- Aim of the task
Arrange every line of the data below as a Markdown table with the columns Row and Line. Number the rows and skip any blank lines.
───── Data for this task ─────
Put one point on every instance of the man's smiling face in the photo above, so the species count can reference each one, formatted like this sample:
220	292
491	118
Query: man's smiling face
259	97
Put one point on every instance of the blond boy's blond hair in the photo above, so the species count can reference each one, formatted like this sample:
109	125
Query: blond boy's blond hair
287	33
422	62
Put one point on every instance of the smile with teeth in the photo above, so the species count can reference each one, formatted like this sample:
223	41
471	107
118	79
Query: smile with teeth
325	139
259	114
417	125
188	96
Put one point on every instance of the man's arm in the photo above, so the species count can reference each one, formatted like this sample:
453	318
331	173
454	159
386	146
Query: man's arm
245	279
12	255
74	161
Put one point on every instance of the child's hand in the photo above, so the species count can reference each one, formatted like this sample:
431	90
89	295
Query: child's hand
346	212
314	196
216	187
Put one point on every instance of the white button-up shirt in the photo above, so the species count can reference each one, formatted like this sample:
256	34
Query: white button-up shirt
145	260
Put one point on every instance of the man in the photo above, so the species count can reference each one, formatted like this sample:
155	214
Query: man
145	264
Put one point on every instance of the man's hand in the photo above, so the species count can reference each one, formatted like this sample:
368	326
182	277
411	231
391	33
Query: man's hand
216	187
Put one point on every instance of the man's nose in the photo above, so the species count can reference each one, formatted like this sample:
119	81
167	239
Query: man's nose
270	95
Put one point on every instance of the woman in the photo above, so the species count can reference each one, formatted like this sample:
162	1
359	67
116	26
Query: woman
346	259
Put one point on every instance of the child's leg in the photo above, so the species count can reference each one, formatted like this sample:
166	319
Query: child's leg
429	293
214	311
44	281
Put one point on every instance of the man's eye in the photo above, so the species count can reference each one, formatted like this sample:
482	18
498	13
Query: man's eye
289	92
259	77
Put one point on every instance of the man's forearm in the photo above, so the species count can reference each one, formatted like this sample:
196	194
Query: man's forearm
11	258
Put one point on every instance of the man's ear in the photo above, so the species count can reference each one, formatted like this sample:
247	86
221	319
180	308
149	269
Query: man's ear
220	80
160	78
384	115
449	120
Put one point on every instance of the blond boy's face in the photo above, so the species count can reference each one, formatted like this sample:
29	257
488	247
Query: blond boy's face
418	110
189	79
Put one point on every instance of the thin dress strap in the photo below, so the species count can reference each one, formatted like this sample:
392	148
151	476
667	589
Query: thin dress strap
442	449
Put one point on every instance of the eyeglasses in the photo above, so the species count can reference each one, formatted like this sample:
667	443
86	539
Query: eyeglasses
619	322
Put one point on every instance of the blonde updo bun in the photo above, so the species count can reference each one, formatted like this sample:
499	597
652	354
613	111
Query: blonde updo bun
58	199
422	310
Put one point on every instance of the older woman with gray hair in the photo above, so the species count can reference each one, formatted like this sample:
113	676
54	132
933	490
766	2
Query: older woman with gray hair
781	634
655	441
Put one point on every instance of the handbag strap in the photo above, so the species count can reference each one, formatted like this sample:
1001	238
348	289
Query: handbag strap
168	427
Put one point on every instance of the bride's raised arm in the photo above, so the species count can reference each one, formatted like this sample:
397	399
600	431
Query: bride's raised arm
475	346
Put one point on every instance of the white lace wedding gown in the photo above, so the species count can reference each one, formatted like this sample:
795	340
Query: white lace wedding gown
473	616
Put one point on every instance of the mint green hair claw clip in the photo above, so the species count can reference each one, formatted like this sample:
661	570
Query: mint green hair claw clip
─────
- Output for this exercise
| Row | Line |
|---|---|
| 1 | Put one point on every instance of the man's smiling face in the photo above, so the species count can reference each one, formatted like this sample: |
| 2 | 220	292 |
| 3 | 491	118 |
| 4 | Query: man's smiling face |
| 5 | 259	97 |
| 6 | Put one point on every instance of the blond boy's blond hair in the photo above, so the species count can reference each one, formatted like this sample: |
| 7 | 109	125 |
| 8 | Query: blond boy's blond hair |
| 9 | 287	33 |
| 10 | 422	62 |
| 11 | Put one point on every instance of the smile with teeth in the photo above, so the species count can reference each one, formatted like this sample: |
| 12 | 223	41 |
| 13 | 471	107 |
| 14 | 118	79 |
| 15 | Query: smile with teeth |
| 16 | 325	139 |
| 17 | 259	114 |
| 18 | 417	125 |
| 19 | 188	96 |
| 20 | Put one point on every instance of the man's arm in the photo above, so the species count can reference each one, formatted like this sample: |
| 21 | 453	318 |
| 22 | 331	173 |
| 23 | 454	159 |
| 24 | 386	146 |
| 25 | Query: man's arm |
| 26 | 245	279 |
| 27 | 12	255 |
| 28 | 74	161 |
| 29 | Put one point on every instance of the child's hand in the photo above, so the species count can reference each one, formatted like this sample: |
| 30 | 431	90 |
| 31 | 89	295 |
| 32 | Query: child's hand |
| 33 | 346	212 |
| 34 | 314	196 |
| 35 | 216	187 |
| 36 | Put one point on every instance of the white button-up shirt in the photo above, so the species count can reference each one, formatted like this sample: |
| 37 | 256	34 |
| 38 | Query: white button-up shirt |
| 39 | 145	260 |
| 40 | Put one point on every instance of the man in the photo above, so the species count can reference each one, formatted like this sample: |
| 41 | 155	214 |
| 42 | Query: man |
| 43 | 145	264 |
| 44 | Put one point on every instance of the man's hand in the photo above, so the species count can reference each one, formatted like this sample: |
| 45 | 368	326 |
| 46 | 182	277 |
| 47 | 411	231 |
| 48 | 391	33 |
| 49 | Query: man's hand |
| 50 | 216	187 |
| 51 | Put one point on every instance of the man's nose in the photo above, so the species count can reference each one, formatted like this sample: |
| 52 | 119	81 |
| 53 | 167	239 |
| 54 | Query: man's nose |
| 55 | 270	95 |
| 56 | Put one point on every instance of the woman in the photo above, so the species count can reference each one, formatted like this sample: |
| 57 | 162	1 |
| 58 | 359	67 |
| 59 | 116	26 |
| 60 | Query: woman |
| 61 | 346	259 |
| 62 | Put one point on every instance of the child's leg in the photo above, so the species count can reference each one, formatted like this sample: |
| 63 | 166	319 |
| 64 | Query: child's leg |
| 65 | 429	293 |
| 66 | 214	311 |
| 67 | 44	281 |
| 68 | Put one point on every instance of the man's eye in the photo above, so the species count can reference each one, formatted like this sample: |
| 69 | 482	18 |
| 70 | 498	13 |
| 71 | Query: man's eye |
| 72 | 289	92 |
| 73 | 259	77 |
| 74 | Put one point on every instance of the man's forearm in the photo above, so the species count can reference each one, formatted like this sample: |
| 75 | 196	194 |
| 76 | Query: man's forearm |
| 77 | 11	258 |
| 78 | Put one point on every instance of the man's ear in the photo above, so the species count can reference each one, formatted like this sample: |
| 79 | 247	86 |
| 80 | 221	319 |
| 81 | 180	308 |
| 82 | 149	269 |
| 83 | Query: man's ear |
| 84 | 220	80 |
| 85 | 160	78 |
| 86 | 384	115 |
| 87 | 449	120 |
| 88 | Put one point on every instance of the blond boy's face in the photo above, so the species count can reference each one, formatted like this sample: |
| 89 | 29	257 |
| 90 | 488	247 |
| 91 | Query: blond boy's face |
| 92 | 418	110 |
| 93 | 189	79 |
| 94 | Put one point on every instance of the thin dress strap in the photo below, so the species count can reference each one, formatted like this sample: |
| 95 | 392	148 |
| 96 | 151	476 |
| 97 | 667	589 |
| 98 | Query: thin dress strap |
| 99 | 442	449 |
| 100 | Put one point on every instance of the eyeglasses in the photo above, so the species count can reference each one, formatted like this sample: |
| 101 | 667	443 |
| 102 | 86	539 |
| 103 | Query: eyeglasses |
| 104 | 619	322 |
| 105 | Put one point on every instance of the blonde updo bun in the photo above, so the species count can reference each one, formatted like this sample: |
| 106 | 499	597 |
| 107 | 652	354 |
| 108 | 613	111 |
| 109 | Query: blonde updo bun |
| 110 | 58	199 |
| 111 | 422	310 |
| 112 | Put one point on every instance of the older woman with gray hair in the photo above, so the species count can reference each one, formatted like this sample: |
| 113 | 113	676 |
| 114 | 54	132 |
| 115 | 933	490 |
| 116 | 766	2 |
| 117 | Query: older woman with gray hair |
| 118 | 781	634 |
| 119 | 655	441 |
| 120 | Put one point on every instance of the handbag strap in the photo above, so the species count can reference each one, formatted like this sample: |
| 121 | 1001	238 |
| 122 | 348	289 |
| 123 | Query: handbag strap |
| 124 | 168	427 |
| 125 | Put one point on every instance of the bride's raised arm in the photo above, so the species count can reference each one, formatted like this sample: |
| 126 | 397	399 |
| 127 | 600	431 |
| 128 | Query: bride's raised arm |
| 129 | 475	346 |
| 130 | Put one point on every instance of the white lace wedding gown in the photo above, so the species count can reference each one, formatted like this sample: |
| 131 | 795	340 |
| 132 | Query: white lace wedding gown |
| 133 | 473	616 |
| 134 | Put one point on every instance of the mint green hair claw clip in the photo above, so the species count can reference each one, formatted like this sample: |
| 135 | 661	570 |
| 136 | Query: mint green hair claw clip |